Produce an exact copy of all the records.
───── RECORDED INFORMATION
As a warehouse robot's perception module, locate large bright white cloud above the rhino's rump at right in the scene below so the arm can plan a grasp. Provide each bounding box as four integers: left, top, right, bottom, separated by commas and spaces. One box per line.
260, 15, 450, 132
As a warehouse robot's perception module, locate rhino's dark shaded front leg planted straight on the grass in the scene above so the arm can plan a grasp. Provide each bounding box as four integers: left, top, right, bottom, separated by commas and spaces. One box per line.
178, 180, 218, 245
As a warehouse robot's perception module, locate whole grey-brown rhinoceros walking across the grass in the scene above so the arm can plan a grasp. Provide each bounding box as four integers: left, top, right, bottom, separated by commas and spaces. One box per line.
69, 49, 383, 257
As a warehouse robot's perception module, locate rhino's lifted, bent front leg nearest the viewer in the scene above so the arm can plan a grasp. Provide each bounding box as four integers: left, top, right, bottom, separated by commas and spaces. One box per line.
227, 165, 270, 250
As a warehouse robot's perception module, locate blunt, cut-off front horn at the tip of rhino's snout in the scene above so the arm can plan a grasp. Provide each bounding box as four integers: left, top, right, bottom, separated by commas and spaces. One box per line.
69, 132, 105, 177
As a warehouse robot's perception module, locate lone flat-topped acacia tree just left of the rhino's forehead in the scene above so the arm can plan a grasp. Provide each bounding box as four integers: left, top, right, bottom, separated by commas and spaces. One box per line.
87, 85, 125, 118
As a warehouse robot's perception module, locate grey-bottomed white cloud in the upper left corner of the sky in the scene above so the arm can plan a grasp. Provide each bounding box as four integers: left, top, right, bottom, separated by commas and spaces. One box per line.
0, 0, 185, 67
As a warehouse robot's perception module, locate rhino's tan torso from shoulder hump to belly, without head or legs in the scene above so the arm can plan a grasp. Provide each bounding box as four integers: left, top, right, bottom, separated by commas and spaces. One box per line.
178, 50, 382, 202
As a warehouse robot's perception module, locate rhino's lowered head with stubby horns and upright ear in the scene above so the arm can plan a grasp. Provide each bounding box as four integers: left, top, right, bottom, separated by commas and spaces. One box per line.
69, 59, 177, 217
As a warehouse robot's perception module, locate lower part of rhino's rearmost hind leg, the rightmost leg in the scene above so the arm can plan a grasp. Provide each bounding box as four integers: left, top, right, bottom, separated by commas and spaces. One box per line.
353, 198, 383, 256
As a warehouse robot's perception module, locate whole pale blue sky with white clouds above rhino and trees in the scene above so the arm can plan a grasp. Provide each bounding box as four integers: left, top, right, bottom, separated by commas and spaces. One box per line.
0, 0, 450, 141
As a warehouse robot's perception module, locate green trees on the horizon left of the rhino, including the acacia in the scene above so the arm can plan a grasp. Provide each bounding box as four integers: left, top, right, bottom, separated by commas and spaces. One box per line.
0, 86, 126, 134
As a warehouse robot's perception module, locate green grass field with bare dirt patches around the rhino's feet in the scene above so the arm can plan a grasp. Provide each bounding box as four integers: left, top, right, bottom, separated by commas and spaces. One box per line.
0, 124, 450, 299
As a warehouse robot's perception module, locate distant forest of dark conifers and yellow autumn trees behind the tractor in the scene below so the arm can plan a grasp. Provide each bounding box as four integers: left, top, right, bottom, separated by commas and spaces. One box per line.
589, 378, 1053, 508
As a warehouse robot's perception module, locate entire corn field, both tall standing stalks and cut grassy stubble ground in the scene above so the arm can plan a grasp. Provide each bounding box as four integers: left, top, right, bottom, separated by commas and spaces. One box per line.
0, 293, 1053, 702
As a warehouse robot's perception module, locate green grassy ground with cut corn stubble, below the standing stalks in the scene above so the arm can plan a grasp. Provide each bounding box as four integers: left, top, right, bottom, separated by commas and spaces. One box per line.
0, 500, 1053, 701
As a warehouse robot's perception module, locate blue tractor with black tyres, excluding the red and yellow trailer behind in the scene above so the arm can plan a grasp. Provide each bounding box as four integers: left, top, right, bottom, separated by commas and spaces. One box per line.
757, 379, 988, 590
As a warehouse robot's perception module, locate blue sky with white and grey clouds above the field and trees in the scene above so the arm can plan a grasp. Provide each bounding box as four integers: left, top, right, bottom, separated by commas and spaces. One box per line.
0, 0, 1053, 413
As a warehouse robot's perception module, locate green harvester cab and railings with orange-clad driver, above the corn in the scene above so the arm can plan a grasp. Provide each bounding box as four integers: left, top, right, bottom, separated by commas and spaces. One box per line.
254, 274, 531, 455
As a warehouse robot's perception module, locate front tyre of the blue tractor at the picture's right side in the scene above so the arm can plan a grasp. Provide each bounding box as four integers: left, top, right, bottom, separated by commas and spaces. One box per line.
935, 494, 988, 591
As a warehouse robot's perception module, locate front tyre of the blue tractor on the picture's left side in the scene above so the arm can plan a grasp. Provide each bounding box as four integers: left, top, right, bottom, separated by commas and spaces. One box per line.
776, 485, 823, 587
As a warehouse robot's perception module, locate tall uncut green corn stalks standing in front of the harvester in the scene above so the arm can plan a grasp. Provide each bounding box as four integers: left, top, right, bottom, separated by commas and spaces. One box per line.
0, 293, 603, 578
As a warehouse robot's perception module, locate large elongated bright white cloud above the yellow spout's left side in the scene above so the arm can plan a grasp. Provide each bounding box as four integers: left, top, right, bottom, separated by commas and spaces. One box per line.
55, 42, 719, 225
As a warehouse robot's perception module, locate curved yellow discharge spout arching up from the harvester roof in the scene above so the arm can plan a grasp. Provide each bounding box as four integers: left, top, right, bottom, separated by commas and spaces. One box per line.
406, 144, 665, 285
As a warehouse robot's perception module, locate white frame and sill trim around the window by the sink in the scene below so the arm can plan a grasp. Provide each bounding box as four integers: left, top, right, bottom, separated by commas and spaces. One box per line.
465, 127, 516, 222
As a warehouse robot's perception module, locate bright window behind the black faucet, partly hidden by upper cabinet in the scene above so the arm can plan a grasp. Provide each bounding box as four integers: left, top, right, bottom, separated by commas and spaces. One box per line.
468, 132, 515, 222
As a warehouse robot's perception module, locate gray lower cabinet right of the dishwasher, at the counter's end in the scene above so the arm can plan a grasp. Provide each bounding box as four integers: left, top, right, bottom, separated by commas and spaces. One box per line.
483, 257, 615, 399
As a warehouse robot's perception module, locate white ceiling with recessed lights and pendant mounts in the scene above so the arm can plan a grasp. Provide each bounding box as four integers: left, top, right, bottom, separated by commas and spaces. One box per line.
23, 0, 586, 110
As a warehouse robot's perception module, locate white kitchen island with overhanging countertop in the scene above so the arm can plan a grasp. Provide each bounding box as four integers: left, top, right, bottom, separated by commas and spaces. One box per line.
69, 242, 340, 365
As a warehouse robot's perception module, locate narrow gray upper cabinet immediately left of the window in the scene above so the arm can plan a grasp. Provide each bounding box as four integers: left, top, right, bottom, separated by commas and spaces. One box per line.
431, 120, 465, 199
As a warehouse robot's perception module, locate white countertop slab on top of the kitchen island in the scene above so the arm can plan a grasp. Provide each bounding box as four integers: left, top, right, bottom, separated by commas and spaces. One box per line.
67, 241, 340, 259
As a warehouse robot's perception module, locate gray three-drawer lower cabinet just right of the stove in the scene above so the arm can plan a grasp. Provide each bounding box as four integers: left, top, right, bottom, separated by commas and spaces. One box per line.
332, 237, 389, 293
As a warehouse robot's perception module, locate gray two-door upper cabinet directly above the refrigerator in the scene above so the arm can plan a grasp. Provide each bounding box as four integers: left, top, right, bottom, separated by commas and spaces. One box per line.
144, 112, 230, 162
──────────
_FINAL ANSWER_
As a warehouse robot's perception module, locate large bright white cloud above the rhino's rump at right in the scene below so the arm can plan a grasp. Provide each bounding box as four integers: left, top, right, bottom, separated by commas and spaces. One box per line.
260, 15, 450, 132
As a warehouse robot's perception module, locate rhino's dark shaded front leg planted straight on the grass in the scene above so the arm can plan a grasp. Provide each bounding box as four integers: left, top, right, bottom, separated by commas and spaces. One box per line.
178, 180, 218, 245
As a warehouse robot's perception module, locate whole grey-brown rhinoceros walking across the grass in the scene above so the arm can plan a grasp. Provide each bounding box as four integers: left, top, right, bottom, separated by commas and spaces. One box per line.
69, 49, 383, 257
As a warehouse robot's perception module, locate rhino's lifted, bent front leg nearest the viewer in the scene above so the arm can plan a grasp. Provide each bounding box as four integers: left, top, right, bottom, separated by commas and spaces. One box per line.
227, 165, 270, 250
As a warehouse robot's perception module, locate blunt, cut-off front horn at the tip of rhino's snout in the scene above so the arm can plan a grasp. Provide each bounding box as four integers: left, top, right, bottom, separated by commas and spaces. One box per line.
69, 132, 105, 177
As a warehouse robot's perception module, locate lone flat-topped acacia tree just left of the rhino's forehead in the scene above so the arm can plan a grasp. Provide each bounding box as four integers: left, top, right, bottom, separated by commas and spaces. One box per line.
87, 85, 125, 118
As a warehouse robot's perception module, locate grey-bottomed white cloud in the upper left corner of the sky in the scene above so the arm can plan a grasp. Provide each bounding box as four integers: left, top, right, bottom, separated by commas and spaces. One box per line.
0, 0, 185, 67
As a warehouse robot's perception module, locate rhino's tan torso from shoulder hump to belly, without head or legs in the scene above so the arm can plan a grasp. Provide each bounding box as four integers: left, top, right, bottom, separated by commas and spaces. One box per line.
178, 50, 382, 202
As a warehouse robot's perception module, locate rhino's lowered head with stubby horns and upright ear in the scene above so the arm can plan a grasp. Provide each bounding box as four integers: left, top, right, bottom, separated by commas and spaces. One box per line.
69, 59, 177, 217
As a warehouse robot's perception module, locate lower part of rhino's rearmost hind leg, the rightmost leg in the scene above so the arm can plan a grasp. Provide each bounding box as four integers: left, top, right, bottom, separated by commas and spaces. One box per line.
353, 198, 383, 256
As a warehouse robot's perception module, locate whole pale blue sky with white clouds above rhino and trees in the scene above so the arm can plan a grasp. Provide each bounding box as four integers: left, top, right, bottom, separated by commas and spaces. One box per line.
0, 0, 450, 141
As a warehouse robot's perception module, locate green trees on the horizon left of the rhino, including the acacia in the scene above so the arm can plan a grasp. Provide each bounding box as four integers: left, top, right, bottom, separated by commas and spaces. One box per line.
0, 86, 126, 134
As a warehouse robot's perception module, locate green grass field with bare dirt patches around the rhino's feet in the scene above so the arm can plan a grasp. Provide each bounding box as four integers: left, top, right, bottom, separated by commas and spaces. One box per line.
0, 124, 450, 299
As a warehouse robot's perception module, locate distant forest of dark conifers and yellow autumn trees behind the tractor in the scene below so the arm can plan a grasp. Provide each bounding box as four integers: left, top, right, bottom, separated by commas and spaces. One box per line.
589, 378, 1053, 508
As a warehouse robot's perception module, locate entire corn field, both tall standing stalks and cut grassy stubble ground in the scene above so the arm can plan a grasp. Provide each bounding box as four integers: left, top, right, bottom, separated by commas and spaces. One box per line.
0, 293, 1053, 702
As a warehouse robot's perception module, locate green grassy ground with cut corn stubble, below the standing stalks in the scene above so the arm can plan a grasp. Provide each bounding box as four integers: left, top, right, bottom, separated by commas and spaces. One box per line.
0, 500, 1053, 701
As a warehouse robot's perception module, locate blue tractor with black tyres, excluding the red and yellow trailer behind in the scene above so the arm can plan a grasp. Provide each bounding box as four integers: left, top, right, bottom, separated by commas and spaces. One box per line.
757, 379, 988, 590
As a warehouse robot's perception module, locate blue sky with white and grey clouds above the field and trees in the scene above so the arm can plan a grasp. Provide each bounding box as four integers: left, top, right, bottom, separated by commas and spaces. One box per line.
0, 0, 1053, 413
As a warehouse robot's perception module, locate green harvester cab and railings with orange-clad driver, above the corn in the scene above so the arm can plan a grasp. Provide each bounding box as four integers: left, top, right, bottom, separated by commas and spaces. One box per line.
254, 274, 531, 455
As a warehouse robot's perception module, locate front tyre of the blue tractor at the picture's right side in the scene above so the arm can plan a grasp. Provide each bounding box as four integers: left, top, right, bottom, separated by commas and spaces. One box per line.
935, 494, 988, 591
As a warehouse robot's perception module, locate front tyre of the blue tractor on the picture's left side in the scene above so the arm can plan a grasp. Provide each bounding box as four integers: left, top, right, bottom, separated by commas and spaces. One box per line.
776, 485, 823, 587
As a warehouse robot's perception module, locate tall uncut green corn stalks standing in front of the harvester in the scene above so the arm can plan a grasp. Provide each bounding box as four integers: left, top, right, bottom, separated by commas and spaces. One box per line.
0, 293, 603, 578
As a warehouse robot's perception module, locate large elongated bright white cloud above the yellow spout's left side in the scene above so the arm can plan a grasp. Provide each bounding box as four integers: left, top, right, bottom, separated by commas and spaces. One box per line.
55, 42, 719, 225
As a warehouse robot's perception module, locate curved yellow discharge spout arching up from the harvester roof in the scene above so the arm can plan a grasp. Provide each bounding box as four integers: left, top, right, bottom, separated by commas and spaces. One box per line.
406, 144, 665, 285
As a warehouse robot's perception module, locate white frame and sill trim around the window by the sink in the scene below so the arm can plan a grasp. Provide each bounding box as four integers: left, top, right, bottom, separated by commas and spaces. One box per line.
465, 127, 516, 222
As a warehouse robot's perception module, locate bright window behind the black faucet, partly hidden by upper cabinet in the scene above so the arm can plan a grasp. Provide each bounding box as four integers: left, top, right, bottom, separated by commas and spaces. One box per line.
468, 132, 515, 222
As a warehouse robot's perception module, locate gray lower cabinet right of the dishwasher, at the counter's end in the scene above so the arm can plan a grasp. Provide each bounding box as four integers: left, top, right, bottom, separated by commas and spaces. One box per line.
483, 257, 615, 399
As a warehouse robot's perception module, locate white ceiling with recessed lights and pendant mounts in the scene above so the arm can plan a grasp. Provide each bounding box as four integers: left, top, right, bottom, separated by commas and spaces. One box per line.
23, 0, 586, 110
As a warehouse robot's perception module, locate white kitchen island with overhanging countertop in the scene above so the arm can plan a grasp. Provide each bounding box as four integers: left, top, right, bottom, separated by commas and spaces. One box per line.
69, 242, 340, 365
As a warehouse robot's perception module, locate narrow gray upper cabinet immediately left of the window in the scene above so the arm can plan a grasp. Provide each bounding box as four integers: left, top, right, bottom, separated by commas and spaces. One box per line.
431, 120, 465, 199
As a warehouse robot's perception module, locate white countertop slab on top of the kitchen island in the scene above so the arm can plan a grasp. Provide each bounding box as four integers: left, top, right, bottom, separated by commas and spaces. One box per line.
67, 241, 340, 259
As a warehouse robot's perception module, locate gray three-drawer lower cabinet just right of the stove in the scene above so the arm can plan a grasp. Provide each bounding box as four integers: left, top, right, bottom, separated by commas and spaces. One box per line.
332, 237, 389, 293
As a warehouse robot's perception module, locate gray two-door upper cabinet directly above the refrigerator in the scene above so the arm can plan a grasp. Provide each bounding box as four integers: left, top, right, bottom, separated by commas and spaces. One box per line.
144, 112, 230, 162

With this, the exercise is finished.